[Directions] List each line in the records below that contains the word "shirt", copying every such line in full.

[Records for processing]
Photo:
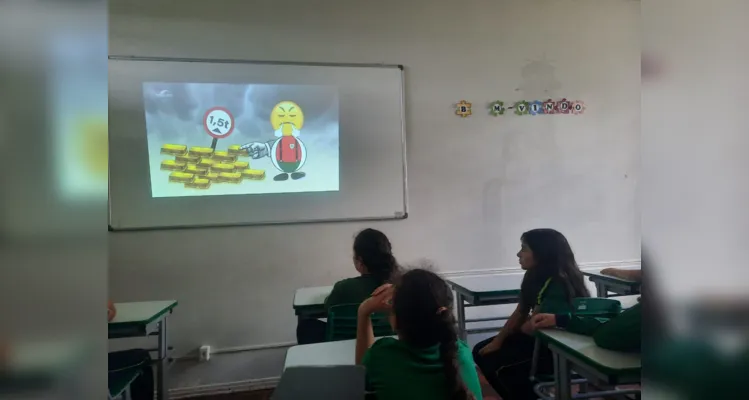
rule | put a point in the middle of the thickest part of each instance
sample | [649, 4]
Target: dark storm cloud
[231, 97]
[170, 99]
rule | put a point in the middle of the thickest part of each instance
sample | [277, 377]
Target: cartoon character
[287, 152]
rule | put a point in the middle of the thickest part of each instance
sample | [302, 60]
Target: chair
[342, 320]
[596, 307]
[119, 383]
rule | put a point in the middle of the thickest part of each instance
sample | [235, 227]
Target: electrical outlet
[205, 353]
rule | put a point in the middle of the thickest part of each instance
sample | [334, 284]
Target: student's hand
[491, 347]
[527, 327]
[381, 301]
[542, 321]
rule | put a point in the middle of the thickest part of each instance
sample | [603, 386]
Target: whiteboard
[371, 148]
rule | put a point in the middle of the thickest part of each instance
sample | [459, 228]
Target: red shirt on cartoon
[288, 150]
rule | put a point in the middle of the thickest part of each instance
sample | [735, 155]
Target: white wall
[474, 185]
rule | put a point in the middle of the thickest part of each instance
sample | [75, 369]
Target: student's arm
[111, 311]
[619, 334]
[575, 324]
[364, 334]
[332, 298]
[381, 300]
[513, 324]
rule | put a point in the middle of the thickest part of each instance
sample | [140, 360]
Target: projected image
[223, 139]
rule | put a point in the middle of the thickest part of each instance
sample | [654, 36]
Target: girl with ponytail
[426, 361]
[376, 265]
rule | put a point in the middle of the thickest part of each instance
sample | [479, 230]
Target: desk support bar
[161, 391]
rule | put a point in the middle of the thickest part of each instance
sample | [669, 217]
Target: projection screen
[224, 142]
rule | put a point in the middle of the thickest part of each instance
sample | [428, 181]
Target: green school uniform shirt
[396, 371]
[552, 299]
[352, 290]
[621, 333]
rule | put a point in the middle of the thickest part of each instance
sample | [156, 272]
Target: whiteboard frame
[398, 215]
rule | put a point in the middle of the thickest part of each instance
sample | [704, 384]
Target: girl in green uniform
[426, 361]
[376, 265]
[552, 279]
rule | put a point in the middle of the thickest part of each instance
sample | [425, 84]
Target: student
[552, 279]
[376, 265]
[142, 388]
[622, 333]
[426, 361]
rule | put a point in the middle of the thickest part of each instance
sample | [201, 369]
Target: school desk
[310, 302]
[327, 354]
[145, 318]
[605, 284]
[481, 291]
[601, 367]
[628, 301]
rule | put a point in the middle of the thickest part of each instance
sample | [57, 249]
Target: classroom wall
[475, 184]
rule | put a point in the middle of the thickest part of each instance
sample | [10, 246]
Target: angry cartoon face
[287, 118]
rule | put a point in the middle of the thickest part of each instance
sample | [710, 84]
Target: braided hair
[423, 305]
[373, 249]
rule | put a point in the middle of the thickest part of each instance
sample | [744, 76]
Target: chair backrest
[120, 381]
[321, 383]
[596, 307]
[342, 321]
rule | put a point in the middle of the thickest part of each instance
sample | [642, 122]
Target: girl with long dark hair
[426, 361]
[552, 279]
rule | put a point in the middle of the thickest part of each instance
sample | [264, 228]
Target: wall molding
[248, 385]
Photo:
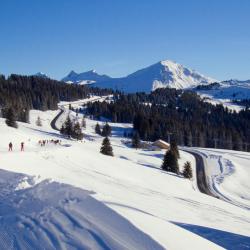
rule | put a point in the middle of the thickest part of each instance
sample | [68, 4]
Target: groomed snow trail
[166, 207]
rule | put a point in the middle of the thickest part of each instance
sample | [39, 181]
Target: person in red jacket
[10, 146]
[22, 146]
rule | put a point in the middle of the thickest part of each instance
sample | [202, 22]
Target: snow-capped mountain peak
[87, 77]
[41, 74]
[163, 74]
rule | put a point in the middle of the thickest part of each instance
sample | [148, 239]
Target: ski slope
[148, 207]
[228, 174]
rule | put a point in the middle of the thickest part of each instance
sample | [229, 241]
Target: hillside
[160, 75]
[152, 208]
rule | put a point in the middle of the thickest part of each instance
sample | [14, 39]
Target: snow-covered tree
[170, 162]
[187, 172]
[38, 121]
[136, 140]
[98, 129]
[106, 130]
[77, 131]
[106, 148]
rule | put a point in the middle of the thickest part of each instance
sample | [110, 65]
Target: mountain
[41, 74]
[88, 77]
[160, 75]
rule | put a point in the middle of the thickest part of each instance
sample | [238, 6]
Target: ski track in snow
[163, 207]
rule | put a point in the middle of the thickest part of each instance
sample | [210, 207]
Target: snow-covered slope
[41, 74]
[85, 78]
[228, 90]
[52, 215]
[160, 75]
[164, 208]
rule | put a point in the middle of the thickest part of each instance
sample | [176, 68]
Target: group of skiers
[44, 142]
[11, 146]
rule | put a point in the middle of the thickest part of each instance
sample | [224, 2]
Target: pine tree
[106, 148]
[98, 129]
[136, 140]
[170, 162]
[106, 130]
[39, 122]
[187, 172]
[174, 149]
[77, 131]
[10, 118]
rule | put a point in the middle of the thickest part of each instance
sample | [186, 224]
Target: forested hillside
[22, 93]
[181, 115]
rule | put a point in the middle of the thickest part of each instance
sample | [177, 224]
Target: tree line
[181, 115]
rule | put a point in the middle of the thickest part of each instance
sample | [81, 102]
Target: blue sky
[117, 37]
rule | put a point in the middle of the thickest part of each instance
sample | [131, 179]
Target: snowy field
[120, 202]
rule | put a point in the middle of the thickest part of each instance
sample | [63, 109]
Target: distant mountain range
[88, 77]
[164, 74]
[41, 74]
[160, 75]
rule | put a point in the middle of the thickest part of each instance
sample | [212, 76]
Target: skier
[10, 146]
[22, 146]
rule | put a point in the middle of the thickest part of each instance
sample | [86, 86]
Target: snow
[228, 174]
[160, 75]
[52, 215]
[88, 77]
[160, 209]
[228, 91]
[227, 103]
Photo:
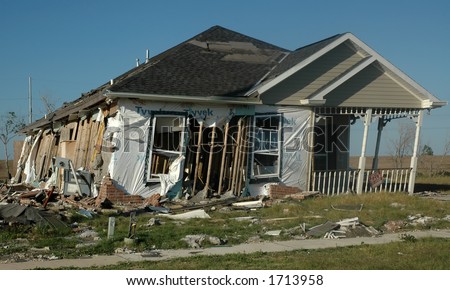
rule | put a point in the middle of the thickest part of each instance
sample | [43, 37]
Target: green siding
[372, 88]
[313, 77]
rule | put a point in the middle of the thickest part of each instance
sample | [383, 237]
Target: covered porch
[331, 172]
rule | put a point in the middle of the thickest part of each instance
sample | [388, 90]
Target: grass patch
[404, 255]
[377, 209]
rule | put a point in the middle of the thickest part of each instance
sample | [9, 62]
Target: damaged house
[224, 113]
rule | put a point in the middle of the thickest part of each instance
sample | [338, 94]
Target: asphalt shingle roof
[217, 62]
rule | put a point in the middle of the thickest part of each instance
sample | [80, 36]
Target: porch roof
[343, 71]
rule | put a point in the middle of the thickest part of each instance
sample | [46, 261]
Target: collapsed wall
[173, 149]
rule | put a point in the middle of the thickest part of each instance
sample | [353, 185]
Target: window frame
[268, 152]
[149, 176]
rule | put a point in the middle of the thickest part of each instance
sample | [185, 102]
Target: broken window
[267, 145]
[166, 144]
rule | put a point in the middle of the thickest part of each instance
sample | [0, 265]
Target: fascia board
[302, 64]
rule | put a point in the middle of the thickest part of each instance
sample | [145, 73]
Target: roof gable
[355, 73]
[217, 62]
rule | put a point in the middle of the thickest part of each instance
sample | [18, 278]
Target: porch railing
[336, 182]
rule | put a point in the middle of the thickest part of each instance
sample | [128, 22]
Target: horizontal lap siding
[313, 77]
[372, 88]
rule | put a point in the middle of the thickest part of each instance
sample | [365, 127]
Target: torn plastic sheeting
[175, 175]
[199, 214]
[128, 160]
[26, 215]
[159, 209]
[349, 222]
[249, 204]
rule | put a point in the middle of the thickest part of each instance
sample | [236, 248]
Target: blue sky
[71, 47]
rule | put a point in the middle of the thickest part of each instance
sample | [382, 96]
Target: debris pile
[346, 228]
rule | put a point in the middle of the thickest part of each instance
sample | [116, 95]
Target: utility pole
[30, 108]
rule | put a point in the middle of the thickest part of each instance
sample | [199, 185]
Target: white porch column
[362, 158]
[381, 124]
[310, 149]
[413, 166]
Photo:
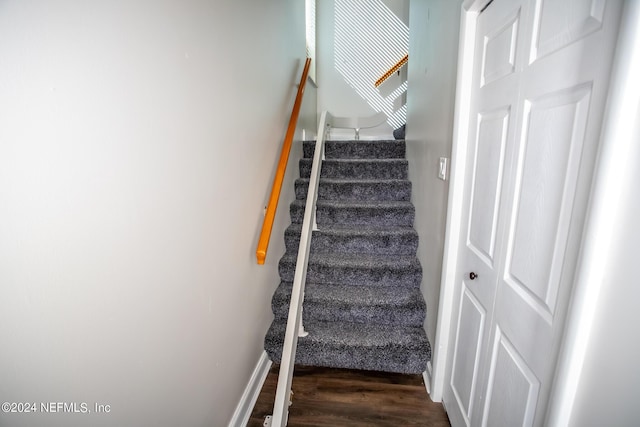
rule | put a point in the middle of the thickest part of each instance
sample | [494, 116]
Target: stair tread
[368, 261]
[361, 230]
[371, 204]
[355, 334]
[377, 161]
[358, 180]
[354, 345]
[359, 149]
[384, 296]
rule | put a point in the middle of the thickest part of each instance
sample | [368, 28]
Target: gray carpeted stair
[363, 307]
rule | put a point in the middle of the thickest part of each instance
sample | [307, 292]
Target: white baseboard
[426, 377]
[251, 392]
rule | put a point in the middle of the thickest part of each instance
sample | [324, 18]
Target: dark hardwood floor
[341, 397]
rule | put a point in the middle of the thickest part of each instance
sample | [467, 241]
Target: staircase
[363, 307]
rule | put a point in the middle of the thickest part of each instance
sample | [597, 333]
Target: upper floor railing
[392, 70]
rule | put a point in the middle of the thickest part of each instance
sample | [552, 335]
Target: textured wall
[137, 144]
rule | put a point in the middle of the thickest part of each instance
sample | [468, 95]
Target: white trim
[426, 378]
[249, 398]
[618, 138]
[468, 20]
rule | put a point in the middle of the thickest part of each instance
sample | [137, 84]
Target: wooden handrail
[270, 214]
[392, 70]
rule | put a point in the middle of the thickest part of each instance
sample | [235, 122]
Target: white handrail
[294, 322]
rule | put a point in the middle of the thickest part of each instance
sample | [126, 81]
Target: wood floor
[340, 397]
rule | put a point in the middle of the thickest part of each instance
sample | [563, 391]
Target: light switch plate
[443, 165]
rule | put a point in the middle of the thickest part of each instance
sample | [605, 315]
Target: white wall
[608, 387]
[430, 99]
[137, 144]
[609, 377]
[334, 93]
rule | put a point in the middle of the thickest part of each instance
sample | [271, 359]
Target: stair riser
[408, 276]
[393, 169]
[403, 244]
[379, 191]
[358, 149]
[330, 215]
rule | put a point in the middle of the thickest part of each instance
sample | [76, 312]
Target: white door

[Written reply]
Target: red shirt on cartoon
Target: green school uniform shirt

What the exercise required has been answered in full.